— What you will do —
Continue the passage about second-generation c-di-GMP Spinach biosensors, picking up right after its final sentence.

— Source passage —
-*-

The transducer pairing stem (P2) that lies at the interface between the Spinach and riboswitch aptamers affects ligand binding affinity and fluorescence turn-on (15). Thus, changing the transducer stem serves as another strategy to improve the biosensor. A survey of different P2 sequences of varying lengths and thermodynamic stabilities did not yield brighter biosensors than Ct and Dp (Supplementary Figure S4). However, a similar survey for the Paenibacillus lactis-derived Pl156-Spinach, which exhibited a 1.9-fold turn-on in the original phylogenetic screen, yielded two improved biosensors: Pl-A-Spinach2 (referred to as Pl-A), with a 7 base-pair transducer stem and 5.0-fold turn-on, and Pl-B-Spinach2 (referred to as Pl-B), with a 4 base-pair transducer stem and 4.2-fold turn-on (Figure 3A, Supplementary Figure S4). Non-binding mutants of the biosensors (Pl-A-M and Pl-B-M) again showed minimal response to c-di-GMP.
Second-generation biosensors are brighter than parent Spinach2
Through screening the phylogenetic and P2 stem libraries (a total of 68 constructs), we identified four second-generation biosensors with improved brightness and fluorescence turn-on that span a range of binding affinities for c-di-GMP (Figure 3B, Supplementary Figure S5). This suite of biosensors is responsive from 10% to 90% signal from <400 pM to 2.5 μM c-di-GMP, which is about four orders of magnitude in c-di-GMP concentrations. The biosensors also maintain selectivity toward c-di-GMP versus all other cyclic di-nucleotides and related compounds (Supplementary Figure S6). The two highest-affinity biosensors, Ct and Pl-B, respond to high concentrations of pGpG, a linear cleavage product of c-di-GMP specific phosphodiesterases, but the biosensors still are ∼2000-fold selective for c-di-GMP, as each biosensor's fluorescence response to 100 nM c-di-GMP is similar to that with 50 μM pGpG (Supplementary Figure S6C). These biosensors are also less affected by changes in temperature and Mg2+ concentration than Vc2-Spinach (Supplementary Figure S7). Furthermore, these biosensors all activate in response to c-di-GMP at least 13 times more rapidly than Vc2-Spinach (t1/2 = 1–1.5 min for new biosensors, t1/2 = 20.25 min for Vc2-Spinach) (Figure 3C, Supplementary Figure S1).

-*-

— Material provided —
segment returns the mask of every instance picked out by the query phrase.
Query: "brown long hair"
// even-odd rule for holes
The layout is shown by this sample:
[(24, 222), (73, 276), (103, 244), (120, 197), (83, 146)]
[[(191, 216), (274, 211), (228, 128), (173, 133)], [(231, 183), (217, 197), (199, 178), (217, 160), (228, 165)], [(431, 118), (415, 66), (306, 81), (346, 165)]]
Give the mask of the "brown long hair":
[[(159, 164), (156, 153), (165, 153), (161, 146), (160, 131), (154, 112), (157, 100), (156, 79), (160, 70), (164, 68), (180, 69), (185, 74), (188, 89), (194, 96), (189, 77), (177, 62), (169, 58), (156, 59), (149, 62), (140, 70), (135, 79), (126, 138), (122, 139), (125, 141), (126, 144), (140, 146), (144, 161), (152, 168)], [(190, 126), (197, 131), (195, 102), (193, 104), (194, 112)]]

-*-

— Response to this exercise —
Impressively, our second-generation biosensors have maximal fluorescence levels brighter than that of Spinach2 itself (106–143%, Figure 3A). This is in stark contrast to other published Spinach–riboswitch fusion biosensors, all of which exhibit considerably lower fluorescence (15–18,34). We found that the new biosensors, when saturated with ligand, have tighter apparent binding affinities to DFHBI than Spinach2 alone (Supplementary Figure S8), which has the effect of increasing dye occupancy. While increased brightness of Spinach2 was attributed to higher folding stability relative to Spinach (13), we did not find a consistent trend in analyzing the folding stabilities of the biosensors versus Spinach2 (Supplementary Figure S9).
Taken together, the in vitro results suggest that these second-generation biosensors would function much better than Vc2-Spinach in vivo. To perform this comparison, we co-expressed the new biosensors in aerobically grown E. coli with enzymes that affect cellular c-di-GMP concentrations, and analyzed live cell fluorescence by flow cytometry (Figure 4). In general, the histograms showed relatively uniform distribution of fluorescence and, by proxy, c-di-GMP levels in the bacterial cell population. However, more heterogeneity in the distribution could be seen with extended expression times (Supplementary Figure S10). While Vc2-expressing cells showed no significant fluorescence turn-on upon co-expression of the constitutively active cyclic di-GMP synthase WspR D70E, all cells expressing second-generation biosensors exhibited fluorescence turn-on, indicating robust responses to high c-di-GMP concentrations. Furthermore, consistent with the in vitro measurements, maximal fluorescence levels for the new biosensors were higher than that for Spinach2 (111–175%) analyzed under identical conditions, including WspR co-expression to equalize the expression load. The two most sensitive biosensors, Ct and Pl-B, also displayed significant fluorescence activation in response to endogenous c-di-GMP levels, as indicated by higher fluorescence levels upon co-expression of an inactive enzyme, WspR G249A, versus YhjH, a c-di-GMP-specific phosphodiesterase (P = 0.043 and 0.053, respectively).
Figure 4.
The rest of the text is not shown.